(Entries from an annotation dataset)
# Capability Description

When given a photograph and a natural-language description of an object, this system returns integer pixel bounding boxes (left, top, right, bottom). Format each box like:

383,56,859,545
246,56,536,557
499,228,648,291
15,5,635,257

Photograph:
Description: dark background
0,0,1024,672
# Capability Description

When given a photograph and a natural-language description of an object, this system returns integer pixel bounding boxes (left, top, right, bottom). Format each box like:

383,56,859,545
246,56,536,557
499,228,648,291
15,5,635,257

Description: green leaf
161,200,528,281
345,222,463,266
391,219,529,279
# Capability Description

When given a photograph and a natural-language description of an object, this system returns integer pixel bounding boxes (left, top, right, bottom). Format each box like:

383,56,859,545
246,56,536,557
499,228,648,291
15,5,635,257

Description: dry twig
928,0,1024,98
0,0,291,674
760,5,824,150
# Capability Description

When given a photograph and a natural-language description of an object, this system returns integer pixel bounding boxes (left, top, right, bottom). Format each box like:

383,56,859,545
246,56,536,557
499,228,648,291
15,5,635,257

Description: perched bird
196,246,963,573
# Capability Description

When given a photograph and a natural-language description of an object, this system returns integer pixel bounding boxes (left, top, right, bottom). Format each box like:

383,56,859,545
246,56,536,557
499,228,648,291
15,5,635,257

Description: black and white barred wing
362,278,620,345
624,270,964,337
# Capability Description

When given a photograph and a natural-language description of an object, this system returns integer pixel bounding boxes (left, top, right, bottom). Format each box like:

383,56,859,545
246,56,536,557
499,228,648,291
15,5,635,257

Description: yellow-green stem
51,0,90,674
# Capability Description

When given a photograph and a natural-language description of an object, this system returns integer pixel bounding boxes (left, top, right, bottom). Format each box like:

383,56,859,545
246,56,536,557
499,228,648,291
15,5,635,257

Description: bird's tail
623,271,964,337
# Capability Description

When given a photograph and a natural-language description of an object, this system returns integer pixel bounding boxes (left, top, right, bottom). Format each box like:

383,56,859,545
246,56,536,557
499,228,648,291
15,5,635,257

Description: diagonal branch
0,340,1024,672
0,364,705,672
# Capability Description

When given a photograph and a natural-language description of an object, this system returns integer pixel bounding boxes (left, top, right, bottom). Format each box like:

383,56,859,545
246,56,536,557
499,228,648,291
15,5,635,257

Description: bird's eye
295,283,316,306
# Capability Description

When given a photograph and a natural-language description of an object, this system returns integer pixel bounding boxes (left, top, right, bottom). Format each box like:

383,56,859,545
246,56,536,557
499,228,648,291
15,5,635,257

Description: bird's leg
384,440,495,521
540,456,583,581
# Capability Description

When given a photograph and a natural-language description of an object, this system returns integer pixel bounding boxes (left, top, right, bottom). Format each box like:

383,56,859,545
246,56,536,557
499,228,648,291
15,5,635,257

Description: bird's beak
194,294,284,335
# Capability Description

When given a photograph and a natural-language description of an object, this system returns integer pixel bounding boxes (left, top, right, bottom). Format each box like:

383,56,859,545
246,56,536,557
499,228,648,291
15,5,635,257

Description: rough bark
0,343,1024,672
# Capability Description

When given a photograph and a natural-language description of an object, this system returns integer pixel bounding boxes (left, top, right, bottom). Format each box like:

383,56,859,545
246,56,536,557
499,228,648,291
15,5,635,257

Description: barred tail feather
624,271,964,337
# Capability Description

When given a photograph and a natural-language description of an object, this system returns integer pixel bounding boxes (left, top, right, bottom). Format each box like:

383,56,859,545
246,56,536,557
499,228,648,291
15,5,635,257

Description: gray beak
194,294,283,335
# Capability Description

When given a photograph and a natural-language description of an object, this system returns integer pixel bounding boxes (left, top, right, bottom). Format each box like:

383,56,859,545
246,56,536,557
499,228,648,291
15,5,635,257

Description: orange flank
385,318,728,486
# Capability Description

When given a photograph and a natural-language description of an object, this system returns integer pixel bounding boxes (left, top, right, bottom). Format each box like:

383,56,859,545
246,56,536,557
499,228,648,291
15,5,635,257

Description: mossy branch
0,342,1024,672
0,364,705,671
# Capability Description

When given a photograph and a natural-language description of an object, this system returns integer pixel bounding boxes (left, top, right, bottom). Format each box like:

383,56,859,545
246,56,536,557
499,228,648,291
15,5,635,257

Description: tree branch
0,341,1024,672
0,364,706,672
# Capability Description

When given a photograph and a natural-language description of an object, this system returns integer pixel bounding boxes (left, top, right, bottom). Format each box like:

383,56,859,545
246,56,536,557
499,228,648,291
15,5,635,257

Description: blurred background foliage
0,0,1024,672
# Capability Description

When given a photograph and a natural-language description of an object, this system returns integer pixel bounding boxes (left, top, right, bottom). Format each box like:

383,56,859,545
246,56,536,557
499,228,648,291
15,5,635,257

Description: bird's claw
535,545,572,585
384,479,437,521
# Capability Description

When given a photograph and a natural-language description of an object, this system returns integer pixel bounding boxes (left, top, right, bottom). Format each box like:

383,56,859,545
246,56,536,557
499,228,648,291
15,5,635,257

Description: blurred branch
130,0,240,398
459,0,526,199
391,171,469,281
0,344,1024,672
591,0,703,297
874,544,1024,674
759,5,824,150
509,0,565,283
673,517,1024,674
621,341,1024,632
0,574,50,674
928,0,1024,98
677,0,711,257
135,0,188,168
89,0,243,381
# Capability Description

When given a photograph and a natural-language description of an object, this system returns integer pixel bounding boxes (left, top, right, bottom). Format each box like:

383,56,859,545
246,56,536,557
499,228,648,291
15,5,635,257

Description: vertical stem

# [TASK TO COMPLETE]
Please output all of the data above again, word for word and line for line, in the same order.

# [WRITTEN REPLY]
# Capability Description

When given a photograph and a natural-language description of an object, this system returns integer pixel bounding boxes (left, top, right, bottom). Format each box like:

383,56,859,545
246,56,536,557
499,228,648,291
15,5,635,257

Photograph:
Description: dark background
0,0,1024,672
# Capability Description

When given a photograph and a natural-language description of an object, this system returns integer pixel bounding boxes (left, top, right, bottom). Format each box like:

383,56,859,545
246,56,536,557
499,228,648,291
15,5,635,257

Description: green leaf
161,200,528,281
345,222,463,266
391,219,529,279
# Capability Description

When given a photograph and a natural-language description of an object, this system returns integer pixel bounding boxes (left, top, right, bottom). Format each box like:

383,56,859,545
246,56,536,557
499,228,648,291
15,5,635,257

Description: dry twig
928,0,1024,98
0,0,291,674
760,5,824,150
# Capability Description

When given a photograph and a natural-language description of an object, this system returns integer pixel bounding boxes (left, top, right, bottom). Format each box like:

383,56,859,545
246,56,536,557
499,228,648,291
15,5,635,257

Description: perched bird
196,246,963,573
# Capability Description

When given a photograph and a natural-language description of an object, this system returns integer pixel bounding boxes (left, top, right, bottom). Format each box like:

383,56,859,545
246,56,536,557
499,228,648,291
15,5,635,257

Description: black and white barred wing
362,278,620,345
624,270,964,337
# Capability Description

When given a photograph and a natural-language description of an object, this system returns integer pixel bounding boxes (left, top, right, bottom). Format each box like:

383,56,859,545
246,56,536,557
499,228,648,291
15,5,635,257

Description: yellow-green stem
51,0,90,674
# Capability Description

When given a photograph and a natural-language description of an object, this system returns integer pixel bounding boxes (left, top, right, bottom). Format each box like:

383,56,859,545
246,56,536,557
499,228,648,291
15,5,635,257

Description: bird's tail
623,271,964,337
# Capability Description

When given a photograph and a natural-language description of an object, this system returns integer pixel bounding boxes (left, top, right, bottom). Format each box like:

383,56,859,545
246,56,536,557
499,228,648,291
15,5,635,257

Description: diagonal branch
0,340,1024,672
0,364,705,672
# Capability Description

When given a photograph and a natural-language description of an object, this system returns integer pixel bounding boxes (left, top, right, bottom). Format each box like:

383,56,859,545
246,56,536,557
499,228,648,291
15,5,635,257

Description: bird's eye
295,283,316,306
# Capability Description

When given a photograph and a natural-language description of an object, this system returns integer pixel bounding boxes (left, top, right, bottom). Format each box like:

383,56,859,545
246,56,536,557
499,228,648,291
15,5,635,257

Description: bird's leg
384,440,495,521
540,456,583,581
# Capability Description

When given a photograph and a natural-language description of an object, this system returns integer pixel bounding boxes (left, top, right, bottom). Format each box like:

383,56,859,545
246,56,536,557
499,228,648,291
15,5,635,257

Description: bird's beak
194,294,284,335
# Capability Description

When given a photograph and a natural-language description of an object, this system returns integer pixel bounding boxes (left, top, right, bottom). Format each box like:

383,56,859,545
246,56,536,557
499,228,648,291
15,5,635,257

Description: rough bark
0,343,1024,672
# Capability Description

When given a photograph and a natural-language description of an object, this system returns integer pixel bounding boxes (left, top, right, bottom). Format each box like:

383,56,859,545
246,56,536,557
499,228,648,291
15,5,635,257

Description: barred tail feather
624,271,964,337
# Capability Description

When given a photograph and a natural-language description of an object, this system returns integer pixel bounding boxes (left, top, right, bottom). Format each box like:

383,56,859,545
246,56,536,557
499,228,648,291
15,5,635,257

Description: gray beak
194,294,283,335
# Capability Description

When given a photograph and a natural-language description of an object, this system returns integer pixel bounding boxes (left, top, right, bottom). Format each box like:

383,56,859,545
246,56,536,557
499,228,648,291
15,5,635,257

Description: orange flank
385,318,728,486
# Capability Description

When given a photograph and a natural-language description of an object, this system returns integer pixel bounding boxes (left, top, right, bottom). Format each box like:

383,56,859,545
246,56,536,557
499,228,648,291
15,5,635,257

Description: mossy branch
0,342,1024,672
0,364,705,671
# Capability Description

When given a photograph and a natural-language description of an object, this system returns integer pixel bounding boxes (left, top, right, bottom). Format each box like:

383,56,859,545
246,56,536,557
499,228,648,291
15,5,635,257

Description: tree branch
0,341,1024,672
0,364,706,672
# Capability Description

When given a photograph and a natural-language description of an object, this system returns integer pixel bounding boxes (left, top, right, bottom). Format each box like:

383,56,859,545
246,56,536,557
499,228,648,291
15,5,635,257

Description: blurred background foliage
0,0,1024,672
# Capability Description

When given a photograph and a natural-language description of an object, this system returns integer pixel bounding boxes (left, top, right, bottom). Format each box like:

383,56,859,545
246,56,536,557
499,228,648,291
15,5,635,257

Description: bird's claw
535,545,572,585
384,479,437,521
# Capability Description

When given a photograph and a natural-language description of an object, this system returns integer pixel bounding boxes (left, top, right, bottom). Format each box like:

383,56,859,545
246,56,536,557
499,228,648,291
15,5,635,257

Description: blurred branch
130,0,240,398
459,0,526,199
391,171,469,281
0,344,1024,672
591,0,703,297
874,544,1024,674
759,5,824,150
509,0,565,283
673,517,1024,674
621,341,1024,632
0,574,50,674
928,0,1024,98
677,0,711,257
135,0,188,168
89,0,243,381
# Capability Description

When given a photograph and a natural-language description of an object, this system returns integer pixel bounding boxes (left, top, right, bottom). Format each box like:

383,56,859,545
246,56,536,557
499,228,648,291
15,5,635,257

Description: vertical stem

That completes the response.